### Metin alıntısı
───
Bölgesindeki hemen her siyasi meselede inisiyatif alan ve sözü dinlenmek zorunda kalınan Türkiye’nin proaktif bir siyaset izliyor olması geçmişteki pasif ülke algısını tuzla buz ediyor. Karşısında her dediğine olumlu cevap veren bir Türkiye göremeyen ABD’nin türlü bahanelerle gerilim ve kriz üretir politikalara yönelmesi iki ülke arası ilişkileri zora sokuyor. Türkiye her ne kadar diyalog ve çözüm yanlısı bir tavır sergilese de ABD kaba güç kullanarak müttefiklik hukukuna aykırı hareket etmekte diretiyor.

Son dönemde yaşanan gerilimi değerlendiren Ankara Kriz ve Siyaset Araştırmaları Merkezi Başkanı Prof. Dr. Mehmet Seyfettin Erol, “Asıl husus, ABD’nin yaptırım kararlarının yalnızca Brunson davasıyla ilişkili olmadığıdır. Zira ABD’nin rahatsızlığı, Ankara’nın çok yönlü dış politikasından kaynaklanmaktadır. Unutulmaması gerekir ki son dönemde Türkiye’nin, Suriye konulu Astana Müzakereleri, terör örgütü PYD-YPG-PKK’ya karşı operasyonları ve S-400 hava savunma sistemleri konusunda Rusya ile geliştirdiği işbirliği süreci üzerinden bağımsız dış politika refleksi geliştirmektedir.” tespitinde bulundu.

MESELENİN ARKA YÜZÜ BAŞKA

Ankara Kriz ve Siyaset Araştırmaları Merkezi dış politika uzmanları, ABD’nin yaptırım kararının arkasında, Türkiye’nin Orta Doğu, Ön Asya, Uzak Doğu ve Avrupa ile geliştirdiği yeni ticari, askeri ve siyasi stratejilerin olduğu görüşünde birleşiyor.

ANKASAM Başkanı Prof. Dr. Mehmet Seyfettin Erol, Papaz Brunson konusu ve ABD’nin yaptırım kararıyla ilgili süreçte, Türkiye’nin soğukkanlılığını korumaya çalıştığını söyledi.
───
Bir koleksiyondan alınmış satırlar:

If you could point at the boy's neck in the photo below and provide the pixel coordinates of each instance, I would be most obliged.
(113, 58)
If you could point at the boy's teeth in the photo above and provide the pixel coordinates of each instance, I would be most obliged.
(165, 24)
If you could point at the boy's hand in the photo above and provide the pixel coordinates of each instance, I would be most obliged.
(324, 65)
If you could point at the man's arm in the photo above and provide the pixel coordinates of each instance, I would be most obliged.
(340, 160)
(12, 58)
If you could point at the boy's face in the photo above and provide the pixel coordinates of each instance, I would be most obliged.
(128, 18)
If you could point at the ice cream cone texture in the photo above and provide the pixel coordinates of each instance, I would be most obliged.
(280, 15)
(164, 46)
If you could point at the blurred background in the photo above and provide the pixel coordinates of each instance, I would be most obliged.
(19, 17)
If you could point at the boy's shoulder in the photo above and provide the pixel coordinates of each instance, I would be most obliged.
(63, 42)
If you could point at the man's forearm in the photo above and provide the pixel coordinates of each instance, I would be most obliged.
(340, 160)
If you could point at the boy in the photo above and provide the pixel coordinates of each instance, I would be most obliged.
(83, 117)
───
### Görev yönergesi
Türkiye-ABD gerilimini ele alan metinden "MESELENİN ARKA YÜZÜ" sözcükleriyle başlayıp "korumaya çalıştığını söyledi." sözcüklerine kadar süren kısmı harfi harfine yazın.

### Alıştırma çözümü
MESELENİN ARKA YÜZÜ BAŞKA

Ankara Kriz ve Siyaset Araştırmaları Merkezi dış politika uzmanları, ABD’nin yaptırım kararının arkasında, Türkiye’nin Orta Doğu, Ön Asya, Uzak Doğu ve Avrupa ile geliştirdiği yeni ticari, askeri ve siyasi stratejilerin olduğu görüşünde birleşiyor.

ANKASAM Başkanı Prof. Dr. Mehmet Seyfettin Erol, Papaz Brunson konusu ve ABD’nin yaptırım kararıyla ilgili süreçte, Türkiye’nin soğukkanlılığını korumaya çalıştığını söyledi.